**MATERIAL FOR THIS TASK**.
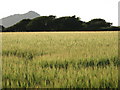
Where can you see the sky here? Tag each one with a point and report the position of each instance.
(85, 9)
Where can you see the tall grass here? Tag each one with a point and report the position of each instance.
(60, 60)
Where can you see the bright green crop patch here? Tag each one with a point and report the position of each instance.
(60, 60)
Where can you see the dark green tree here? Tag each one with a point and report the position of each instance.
(42, 23)
(98, 24)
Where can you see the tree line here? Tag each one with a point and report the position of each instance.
(51, 23)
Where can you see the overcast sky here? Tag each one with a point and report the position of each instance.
(85, 9)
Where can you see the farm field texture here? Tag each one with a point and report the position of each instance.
(60, 60)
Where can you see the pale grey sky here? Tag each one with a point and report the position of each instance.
(85, 9)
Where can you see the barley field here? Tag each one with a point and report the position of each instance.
(60, 60)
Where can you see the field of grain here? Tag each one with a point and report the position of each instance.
(60, 60)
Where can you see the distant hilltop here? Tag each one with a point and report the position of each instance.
(13, 19)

**EXERCISE**. Your copy should match the records word for word, with the pictures removed.

**WRITTEN ANSWER**.
Where can you see the sky here? Tag each one with a point and report the position of each instance.
(85, 9)
Where can you see the tall grass here? Tag each one with a point and report the position of each instance.
(60, 60)
Where can you see the bright green crop patch here? Tag each one with a point and report the position of each instance.
(60, 60)
Where can you see the dark green tree here? Tag each one with a point and report the position of each instance.
(42, 23)
(98, 24)
Where can you see the tree line here? Tag each one with a point and report the position of each instance.
(51, 23)
Where can you see the overcast sky here? Tag each one with a point and report the position of each instance.
(85, 9)
Where can you see the farm field texture here? Tag each one with a point and report the position of each instance.
(60, 60)
Where can you see the pale grey sky here? Tag each one with a point and report the position of each instance.
(85, 9)
Where can you see the barley field here? Tag each one with a point and report the position of each instance.
(60, 60)
Where can you see the field of grain here? Tag each one with a point and report the position of each instance.
(60, 60)
Where can you see the distant hilltop here? Tag each one with a point and report the position of each instance.
(13, 19)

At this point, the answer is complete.